# Exercise aim:
From the line with "point: pile of" to the last line of the data below, repeat every line exactly and add nothing.

Provided data Block Start

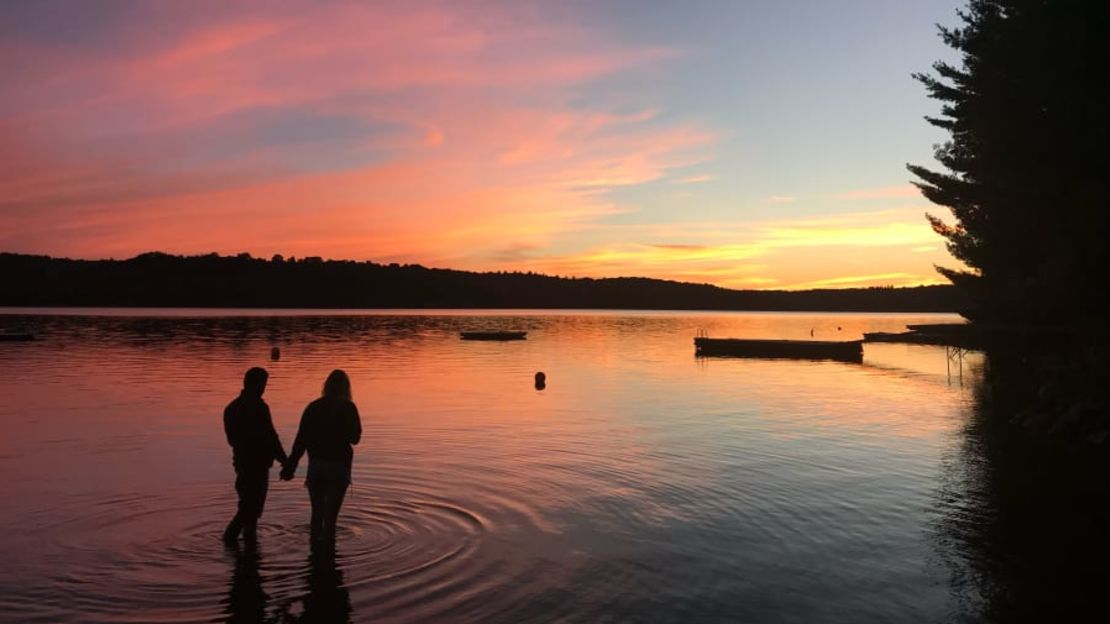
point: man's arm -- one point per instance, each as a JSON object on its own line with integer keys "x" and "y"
{"x": 230, "y": 429}
{"x": 274, "y": 441}
{"x": 296, "y": 451}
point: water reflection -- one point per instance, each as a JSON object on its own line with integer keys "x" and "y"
{"x": 246, "y": 602}
{"x": 641, "y": 483}
{"x": 1022, "y": 520}
{"x": 325, "y": 599}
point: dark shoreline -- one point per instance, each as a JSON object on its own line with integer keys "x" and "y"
{"x": 158, "y": 280}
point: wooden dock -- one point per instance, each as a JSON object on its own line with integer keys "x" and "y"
{"x": 844, "y": 351}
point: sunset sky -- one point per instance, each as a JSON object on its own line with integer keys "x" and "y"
{"x": 746, "y": 143}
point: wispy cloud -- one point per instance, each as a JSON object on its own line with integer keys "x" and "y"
{"x": 781, "y": 199}
{"x": 900, "y": 191}
{"x": 699, "y": 179}
{"x": 440, "y": 137}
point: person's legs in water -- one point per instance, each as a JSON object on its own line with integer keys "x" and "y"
{"x": 252, "y": 490}
{"x": 318, "y": 496}
{"x": 337, "y": 491}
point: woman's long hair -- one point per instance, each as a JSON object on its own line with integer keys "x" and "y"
{"x": 337, "y": 385}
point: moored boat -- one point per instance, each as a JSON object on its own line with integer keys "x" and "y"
{"x": 493, "y": 335}
{"x": 845, "y": 351}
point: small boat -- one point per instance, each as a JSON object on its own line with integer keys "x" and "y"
{"x": 845, "y": 351}
{"x": 492, "y": 335}
{"x": 890, "y": 336}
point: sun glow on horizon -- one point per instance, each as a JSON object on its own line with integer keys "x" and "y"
{"x": 512, "y": 138}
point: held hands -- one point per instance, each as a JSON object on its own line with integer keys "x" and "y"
{"x": 288, "y": 471}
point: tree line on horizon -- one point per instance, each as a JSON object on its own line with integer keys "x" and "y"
{"x": 241, "y": 281}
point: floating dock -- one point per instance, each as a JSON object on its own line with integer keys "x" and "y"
{"x": 493, "y": 335}
{"x": 959, "y": 335}
{"x": 843, "y": 351}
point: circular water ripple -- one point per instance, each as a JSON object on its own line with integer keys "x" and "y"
{"x": 401, "y": 552}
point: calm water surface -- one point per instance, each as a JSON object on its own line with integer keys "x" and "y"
{"x": 643, "y": 484}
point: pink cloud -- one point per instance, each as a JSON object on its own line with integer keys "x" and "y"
{"x": 464, "y": 134}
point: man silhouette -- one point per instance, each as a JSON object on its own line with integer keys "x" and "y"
{"x": 254, "y": 446}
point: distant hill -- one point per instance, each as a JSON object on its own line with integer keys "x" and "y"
{"x": 241, "y": 281}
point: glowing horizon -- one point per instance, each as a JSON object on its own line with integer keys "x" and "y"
{"x": 541, "y": 137}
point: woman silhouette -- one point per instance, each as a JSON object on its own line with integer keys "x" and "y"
{"x": 329, "y": 426}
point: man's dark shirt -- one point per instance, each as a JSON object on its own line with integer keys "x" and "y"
{"x": 329, "y": 428}
{"x": 251, "y": 433}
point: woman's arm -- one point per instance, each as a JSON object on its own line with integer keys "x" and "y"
{"x": 355, "y": 433}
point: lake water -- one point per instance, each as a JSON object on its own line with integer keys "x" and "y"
{"x": 643, "y": 484}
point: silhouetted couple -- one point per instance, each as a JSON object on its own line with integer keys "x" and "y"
{"x": 329, "y": 428}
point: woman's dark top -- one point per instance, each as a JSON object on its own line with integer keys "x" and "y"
{"x": 329, "y": 428}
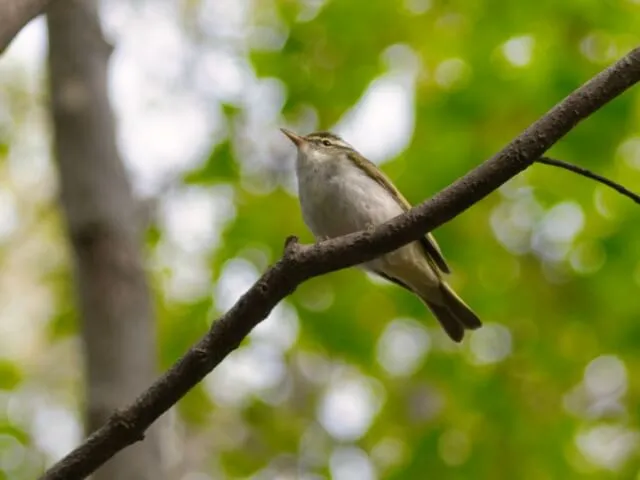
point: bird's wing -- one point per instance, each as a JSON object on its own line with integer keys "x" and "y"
{"x": 428, "y": 242}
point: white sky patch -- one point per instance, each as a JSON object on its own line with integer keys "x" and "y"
{"x": 553, "y": 237}
{"x": 629, "y": 151}
{"x": 490, "y": 344}
{"x": 56, "y": 430}
{"x": 280, "y": 328}
{"x": 349, "y": 463}
{"x": 9, "y": 220}
{"x": 348, "y": 407}
{"x": 28, "y": 49}
{"x": 606, "y": 376}
{"x": 418, "y": 7}
{"x": 223, "y": 75}
{"x": 165, "y": 140}
{"x": 608, "y": 446}
{"x": 246, "y": 371}
{"x": 402, "y": 347}
{"x": 519, "y": 50}
{"x": 193, "y": 217}
{"x": 381, "y": 124}
{"x": 236, "y": 278}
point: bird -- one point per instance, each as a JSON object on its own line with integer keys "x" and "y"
{"x": 341, "y": 192}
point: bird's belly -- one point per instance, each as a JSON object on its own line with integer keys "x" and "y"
{"x": 340, "y": 204}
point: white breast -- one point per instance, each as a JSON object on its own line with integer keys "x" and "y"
{"x": 338, "y": 198}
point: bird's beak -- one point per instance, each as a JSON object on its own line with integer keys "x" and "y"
{"x": 295, "y": 138}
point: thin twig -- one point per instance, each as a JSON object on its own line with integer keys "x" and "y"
{"x": 301, "y": 262}
{"x": 589, "y": 174}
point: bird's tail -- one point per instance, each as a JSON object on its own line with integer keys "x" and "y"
{"x": 454, "y": 315}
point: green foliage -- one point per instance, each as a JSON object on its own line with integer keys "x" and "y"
{"x": 566, "y": 303}
{"x": 548, "y": 388}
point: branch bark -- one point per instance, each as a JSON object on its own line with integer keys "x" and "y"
{"x": 301, "y": 262}
{"x": 589, "y": 174}
{"x": 14, "y": 15}
{"x": 117, "y": 328}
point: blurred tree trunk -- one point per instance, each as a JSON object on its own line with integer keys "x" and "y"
{"x": 103, "y": 227}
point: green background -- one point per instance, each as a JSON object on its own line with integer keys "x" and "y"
{"x": 551, "y": 262}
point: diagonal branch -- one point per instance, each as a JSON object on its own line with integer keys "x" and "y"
{"x": 301, "y": 262}
{"x": 589, "y": 174}
{"x": 15, "y": 14}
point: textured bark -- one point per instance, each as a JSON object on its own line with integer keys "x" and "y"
{"x": 15, "y": 14}
{"x": 301, "y": 262}
{"x": 113, "y": 296}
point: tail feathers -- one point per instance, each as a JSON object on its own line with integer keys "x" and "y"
{"x": 449, "y": 323}
{"x": 453, "y": 314}
{"x": 459, "y": 309}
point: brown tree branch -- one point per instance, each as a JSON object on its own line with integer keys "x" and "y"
{"x": 15, "y": 14}
{"x": 589, "y": 174}
{"x": 301, "y": 262}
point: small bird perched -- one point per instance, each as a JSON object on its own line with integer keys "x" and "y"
{"x": 342, "y": 192}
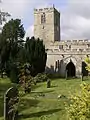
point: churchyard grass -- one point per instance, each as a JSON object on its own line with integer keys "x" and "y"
{"x": 43, "y": 103}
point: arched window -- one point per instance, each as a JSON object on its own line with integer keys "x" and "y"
{"x": 43, "y": 18}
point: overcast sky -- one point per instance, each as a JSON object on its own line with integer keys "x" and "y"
{"x": 75, "y": 15}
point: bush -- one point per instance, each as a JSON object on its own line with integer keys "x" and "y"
{"x": 79, "y": 108}
{"x": 40, "y": 77}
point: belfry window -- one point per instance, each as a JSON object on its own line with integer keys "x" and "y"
{"x": 43, "y": 18}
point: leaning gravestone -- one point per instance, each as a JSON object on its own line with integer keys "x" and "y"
{"x": 10, "y": 102}
{"x": 48, "y": 83}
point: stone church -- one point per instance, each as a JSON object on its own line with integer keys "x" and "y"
{"x": 63, "y": 57}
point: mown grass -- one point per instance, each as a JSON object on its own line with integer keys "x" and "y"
{"x": 43, "y": 103}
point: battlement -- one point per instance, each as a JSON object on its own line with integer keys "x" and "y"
{"x": 47, "y": 9}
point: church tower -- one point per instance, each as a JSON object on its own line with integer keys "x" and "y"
{"x": 47, "y": 24}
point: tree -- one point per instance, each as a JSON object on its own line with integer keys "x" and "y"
{"x": 11, "y": 43}
{"x": 35, "y": 55}
{"x": 79, "y": 108}
{"x": 87, "y": 61}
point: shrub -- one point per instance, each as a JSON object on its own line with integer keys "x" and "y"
{"x": 79, "y": 107}
{"x": 40, "y": 77}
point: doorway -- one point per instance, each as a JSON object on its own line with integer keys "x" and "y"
{"x": 70, "y": 68}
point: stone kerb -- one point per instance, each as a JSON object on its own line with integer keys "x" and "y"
{"x": 10, "y": 100}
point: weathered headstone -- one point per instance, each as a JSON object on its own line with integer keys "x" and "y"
{"x": 66, "y": 75}
{"x": 82, "y": 76}
{"x": 48, "y": 83}
{"x": 10, "y": 101}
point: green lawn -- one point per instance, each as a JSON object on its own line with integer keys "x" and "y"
{"x": 42, "y": 103}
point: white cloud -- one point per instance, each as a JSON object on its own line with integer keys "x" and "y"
{"x": 29, "y": 32}
{"x": 75, "y": 20}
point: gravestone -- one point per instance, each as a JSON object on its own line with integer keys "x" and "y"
{"x": 10, "y": 102}
{"x": 48, "y": 83}
{"x": 82, "y": 76}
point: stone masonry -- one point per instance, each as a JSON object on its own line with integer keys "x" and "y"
{"x": 63, "y": 57}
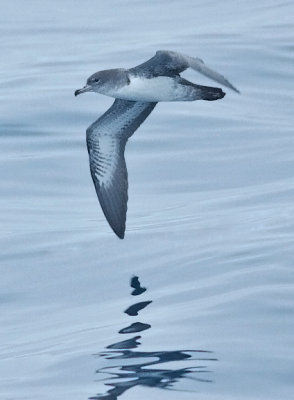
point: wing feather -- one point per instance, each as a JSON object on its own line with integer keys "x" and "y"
{"x": 171, "y": 63}
{"x": 106, "y": 141}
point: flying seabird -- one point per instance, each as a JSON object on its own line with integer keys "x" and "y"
{"x": 136, "y": 91}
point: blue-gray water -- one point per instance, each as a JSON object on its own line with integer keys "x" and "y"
{"x": 210, "y": 229}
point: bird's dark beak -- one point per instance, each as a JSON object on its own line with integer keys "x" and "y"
{"x": 86, "y": 88}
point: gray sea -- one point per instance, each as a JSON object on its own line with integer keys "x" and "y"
{"x": 209, "y": 246}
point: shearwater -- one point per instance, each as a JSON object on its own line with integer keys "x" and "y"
{"x": 136, "y": 91}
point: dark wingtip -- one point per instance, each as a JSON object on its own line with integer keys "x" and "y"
{"x": 211, "y": 94}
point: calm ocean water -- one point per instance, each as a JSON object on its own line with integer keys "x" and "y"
{"x": 210, "y": 228}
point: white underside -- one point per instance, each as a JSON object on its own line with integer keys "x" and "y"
{"x": 152, "y": 90}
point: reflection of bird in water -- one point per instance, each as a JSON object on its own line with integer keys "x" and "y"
{"x": 136, "y": 91}
{"x": 127, "y": 373}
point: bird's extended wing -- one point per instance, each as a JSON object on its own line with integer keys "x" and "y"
{"x": 171, "y": 63}
{"x": 106, "y": 140}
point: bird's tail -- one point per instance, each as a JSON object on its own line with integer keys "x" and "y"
{"x": 199, "y": 92}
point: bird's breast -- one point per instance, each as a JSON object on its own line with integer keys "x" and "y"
{"x": 156, "y": 89}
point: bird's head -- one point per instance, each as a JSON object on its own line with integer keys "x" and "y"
{"x": 101, "y": 81}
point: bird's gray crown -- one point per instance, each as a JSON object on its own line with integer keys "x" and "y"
{"x": 113, "y": 77}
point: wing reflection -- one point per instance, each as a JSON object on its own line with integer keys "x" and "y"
{"x": 131, "y": 368}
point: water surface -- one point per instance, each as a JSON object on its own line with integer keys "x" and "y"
{"x": 210, "y": 219}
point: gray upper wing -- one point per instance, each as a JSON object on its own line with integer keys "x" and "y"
{"x": 106, "y": 140}
{"x": 171, "y": 63}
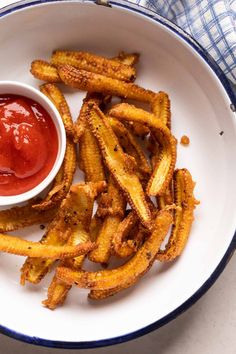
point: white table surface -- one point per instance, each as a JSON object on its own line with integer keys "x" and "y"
{"x": 207, "y": 327}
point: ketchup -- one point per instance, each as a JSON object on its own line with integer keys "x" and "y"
{"x": 28, "y": 144}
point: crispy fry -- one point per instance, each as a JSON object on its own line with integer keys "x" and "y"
{"x": 94, "y": 63}
{"x": 131, "y": 147}
{"x": 19, "y": 217}
{"x": 80, "y": 123}
{"x": 183, "y": 215}
{"x": 58, "y": 99}
{"x": 129, "y": 273}
{"x": 138, "y": 129}
{"x": 91, "y": 82}
{"x": 20, "y": 247}
{"x": 121, "y": 165}
{"x": 61, "y": 186}
{"x": 120, "y": 246}
{"x": 58, "y": 233}
{"x": 114, "y": 208}
{"x": 90, "y": 159}
{"x": 86, "y": 194}
{"x": 164, "y": 168}
{"x": 44, "y": 71}
{"x": 95, "y": 227}
{"x": 161, "y": 108}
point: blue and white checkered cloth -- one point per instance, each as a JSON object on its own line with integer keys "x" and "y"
{"x": 211, "y": 22}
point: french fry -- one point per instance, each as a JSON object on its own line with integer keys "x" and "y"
{"x": 115, "y": 209}
{"x": 160, "y": 107}
{"x": 90, "y": 159}
{"x": 121, "y": 247}
{"x": 44, "y": 71}
{"x": 59, "y": 231}
{"x": 127, "y": 274}
{"x": 19, "y": 217}
{"x": 183, "y": 215}
{"x": 164, "y": 168}
{"x": 18, "y": 246}
{"x": 131, "y": 147}
{"x": 94, "y": 63}
{"x": 86, "y": 194}
{"x": 121, "y": 166}
{"x": 91, "y": 82}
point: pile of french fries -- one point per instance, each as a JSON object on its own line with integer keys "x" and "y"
{"x": 138, "y": 199}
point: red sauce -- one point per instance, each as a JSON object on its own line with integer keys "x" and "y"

Provided data Block End

# Result:
point: pile of french fries -- one point per instance, each as a JSON object on its own line with integer keys "x" and "y"
{"x": 138, "y": 199}
point: red sauce -- one point per instance, each as a JSON object on its own line with integer keys "x" and "y"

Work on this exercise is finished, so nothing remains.